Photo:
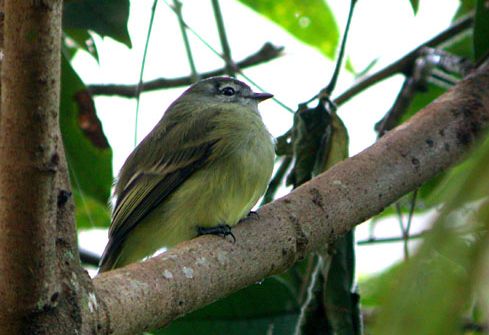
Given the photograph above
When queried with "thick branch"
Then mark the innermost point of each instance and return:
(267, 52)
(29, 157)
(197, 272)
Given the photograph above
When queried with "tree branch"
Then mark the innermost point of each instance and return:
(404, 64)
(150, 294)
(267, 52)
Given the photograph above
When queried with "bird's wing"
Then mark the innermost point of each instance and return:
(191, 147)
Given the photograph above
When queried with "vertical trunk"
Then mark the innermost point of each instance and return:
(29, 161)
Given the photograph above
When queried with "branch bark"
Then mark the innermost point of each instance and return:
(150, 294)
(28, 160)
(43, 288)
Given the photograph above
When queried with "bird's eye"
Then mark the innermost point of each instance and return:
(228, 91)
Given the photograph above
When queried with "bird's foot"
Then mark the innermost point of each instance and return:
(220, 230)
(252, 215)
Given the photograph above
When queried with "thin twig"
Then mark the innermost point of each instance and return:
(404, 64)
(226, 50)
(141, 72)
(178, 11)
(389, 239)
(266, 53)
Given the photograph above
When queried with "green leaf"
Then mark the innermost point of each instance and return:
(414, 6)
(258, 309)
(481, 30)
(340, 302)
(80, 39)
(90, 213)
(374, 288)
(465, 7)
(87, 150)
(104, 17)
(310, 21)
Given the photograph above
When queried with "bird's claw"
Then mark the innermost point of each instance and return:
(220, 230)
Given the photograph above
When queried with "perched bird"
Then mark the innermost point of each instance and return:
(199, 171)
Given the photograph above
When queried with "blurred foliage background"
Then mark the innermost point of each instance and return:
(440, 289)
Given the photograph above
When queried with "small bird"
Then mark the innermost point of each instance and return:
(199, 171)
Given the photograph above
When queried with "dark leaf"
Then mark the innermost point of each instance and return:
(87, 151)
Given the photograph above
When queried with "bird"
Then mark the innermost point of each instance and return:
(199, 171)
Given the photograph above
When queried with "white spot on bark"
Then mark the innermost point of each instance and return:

= = =

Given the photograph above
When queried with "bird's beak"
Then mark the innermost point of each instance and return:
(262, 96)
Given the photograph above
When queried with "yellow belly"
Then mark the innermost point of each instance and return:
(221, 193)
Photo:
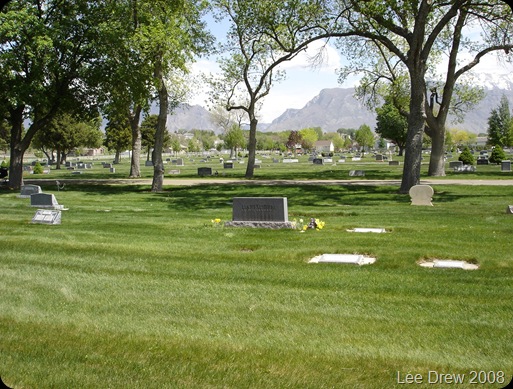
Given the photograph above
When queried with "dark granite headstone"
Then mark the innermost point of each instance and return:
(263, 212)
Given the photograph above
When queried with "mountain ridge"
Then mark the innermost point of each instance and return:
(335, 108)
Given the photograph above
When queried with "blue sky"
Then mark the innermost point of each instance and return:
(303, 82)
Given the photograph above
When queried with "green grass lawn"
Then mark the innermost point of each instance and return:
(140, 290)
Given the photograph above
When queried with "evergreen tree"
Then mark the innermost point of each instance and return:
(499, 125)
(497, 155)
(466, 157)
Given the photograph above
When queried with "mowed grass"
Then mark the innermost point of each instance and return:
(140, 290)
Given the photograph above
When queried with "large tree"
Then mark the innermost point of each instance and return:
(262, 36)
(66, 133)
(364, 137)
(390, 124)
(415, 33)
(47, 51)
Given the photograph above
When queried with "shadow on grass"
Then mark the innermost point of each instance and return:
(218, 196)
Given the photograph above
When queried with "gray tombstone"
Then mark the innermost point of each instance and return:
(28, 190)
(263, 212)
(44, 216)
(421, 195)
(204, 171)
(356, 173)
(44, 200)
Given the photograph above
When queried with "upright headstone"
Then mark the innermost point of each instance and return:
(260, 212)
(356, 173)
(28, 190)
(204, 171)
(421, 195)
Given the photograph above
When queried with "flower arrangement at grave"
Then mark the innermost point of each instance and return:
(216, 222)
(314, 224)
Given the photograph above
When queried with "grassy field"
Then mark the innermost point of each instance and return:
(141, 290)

= = =

Task objective
Count how many lines of the material above contain the string "leaf", with case significant, and reply with the number alone.

Reply to the task
2